(Records of labeled boxes)
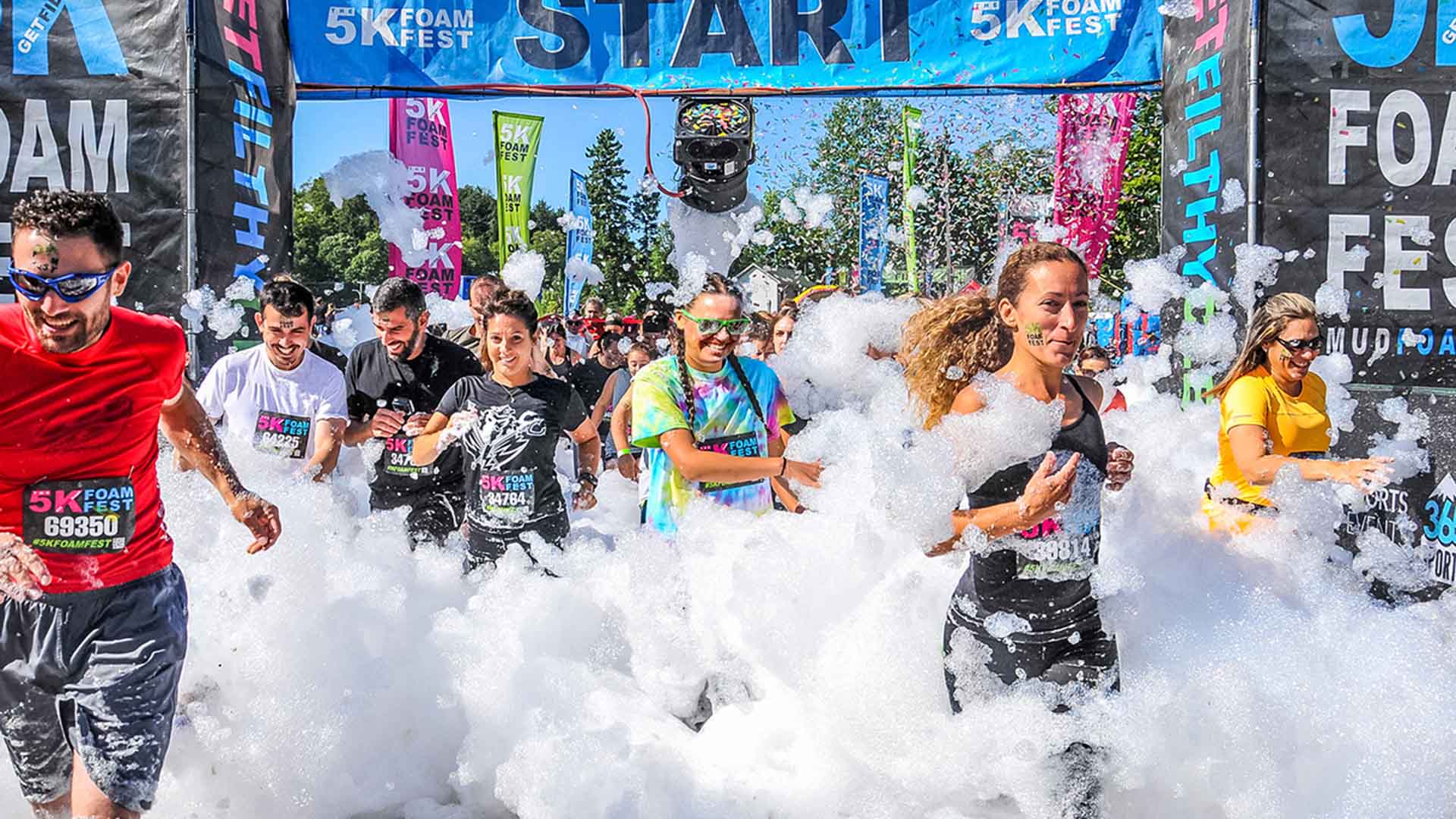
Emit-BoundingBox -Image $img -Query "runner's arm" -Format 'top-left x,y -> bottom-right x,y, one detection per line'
162,381 -> 282,554
303,419 -> 350,481
590,372 -> 622,428
410,413 -> 450,466
611,389 -> 632,455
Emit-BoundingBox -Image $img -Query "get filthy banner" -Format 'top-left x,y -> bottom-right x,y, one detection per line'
290,0 -> 1162,95
389,96 -> 463,299
0,0 -> 184,313
492,111 -> 544,265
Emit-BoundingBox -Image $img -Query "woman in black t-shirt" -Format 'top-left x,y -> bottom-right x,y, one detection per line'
415,290 -> 601,570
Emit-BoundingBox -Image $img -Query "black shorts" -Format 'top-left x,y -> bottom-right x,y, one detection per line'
0,566 -> 187,811
464,509 -> 571,574
369,490 -> 464,551
943,617 -> 1119,713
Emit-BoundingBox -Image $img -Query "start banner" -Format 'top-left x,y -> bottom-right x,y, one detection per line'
288,0 -> 1162,96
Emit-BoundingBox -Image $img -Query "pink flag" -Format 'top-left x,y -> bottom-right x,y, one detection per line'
389,96 -> 462,299
1051,93 -> 1138,278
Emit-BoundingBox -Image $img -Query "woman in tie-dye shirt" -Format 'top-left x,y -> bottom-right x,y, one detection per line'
632,274 -> 821,535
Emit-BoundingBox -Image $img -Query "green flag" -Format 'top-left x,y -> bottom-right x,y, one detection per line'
900,105 -> 920,293
494,111 -> 544,267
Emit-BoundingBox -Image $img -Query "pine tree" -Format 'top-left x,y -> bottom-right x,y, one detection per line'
587,128 -> 642,310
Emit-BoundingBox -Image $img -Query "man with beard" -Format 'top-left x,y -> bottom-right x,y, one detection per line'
344,278 -> 482,548
0,191 -> 281,817
179,281 -> 348,481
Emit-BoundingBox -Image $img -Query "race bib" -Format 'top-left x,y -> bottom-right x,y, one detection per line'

● DIRECTIVE:
Select and copy each line from the entries above that contains the string "flag". Case counts.

● SOLUTION:
Emit-BoundingBox -Image $img -Query "pink flag" -Format 'top-left x,y -> bottom-right x,y, one detection per line'
Emit-BoundingBox -Image $img -Query "green flag" -Format 'top-left x,y -> bottom-right x,y, one detection per line'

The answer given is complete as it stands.